# [Dataset excerpt]
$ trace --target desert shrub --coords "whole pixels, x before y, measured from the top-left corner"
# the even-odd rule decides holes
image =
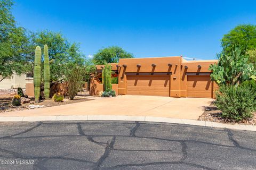
[[[111,90],[110,91],[110,94],[109,95],[110,95],[110,96],[112,96],[113,97],[116,96],[116,92],[115,91],[115,90]]]
[[[222,85],[215,95],[215,105],[222,111],[223,117],[235,121],[252,117],[256,92],[248,86]]]
[[[20,97],[20,96],[19,95],[14,95],[12,100],[12,105],[13,106],[20,106],[21,104]]]
[[[54,94],[53,96],[53,99],[55,101],[61,102],[64,99],[64,96],[60,92],[58,92]]]
[[[109,97],[110,95],[110,91],[104,91],[102,92],[102,97]]]
[[[22,89],[20,87],[18,87],[17,89],[17,94],[18,95],[20,95],[20,97],[25,97],[24,93],[23,92]]]
[[[111,78],[111,83],[112,84],[118,84],[118,77],[114,76]]]
[[[256,81],[255,81],[254,80],[246,81],[243,82],[242,86],[244,86],[245,88],[249,88],[253,92],[256,92]]]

# [What is needed]
Extract every row above verbatim, character for character, and leave the picture out of your answer.

# [Written answer]
$ trace --target desert shrub --coords "whole pixels, x before y, measured from the top-left corner"
# the even-odd rule decides holes
image =
[[[111,90],[110,91],[110,94],[109,95],[110,95],[110,96],[112,96],[113,97],[116,96],[116,92],[115,91],[115,90]]]
[[[222,85],[215,95],[215,105],[222,111],[223,117],[235,121],[252,117],[256,92],[248,86]]]
[[[20,97],[20,96],[19,95],[14,95],[12,100],[12,105],[13,106],[20,106],[21,104]]]
[[[54,94],[53,96],[53,99],[55,101],[61,102],[64,99],[64,96],[60,92],[58,92]]]
[[[109,97],[110,95],[110,91],[104,91],[102,92],[102,97]]]
[[[22,89],[20,87],[18,87],[17,89],[17,94],[18,95],[20,95],[20,97],[25,97],[24,93],[23,92]]]
[[[111,78],[111,83],[112,84],[118,84],[118,77],[114,76]]]
[[[256,81],[255,81],[254,80],[246,81],[243,82],[242,86],[244,86],[245,88],[249,88],[253,92],[256,92]]]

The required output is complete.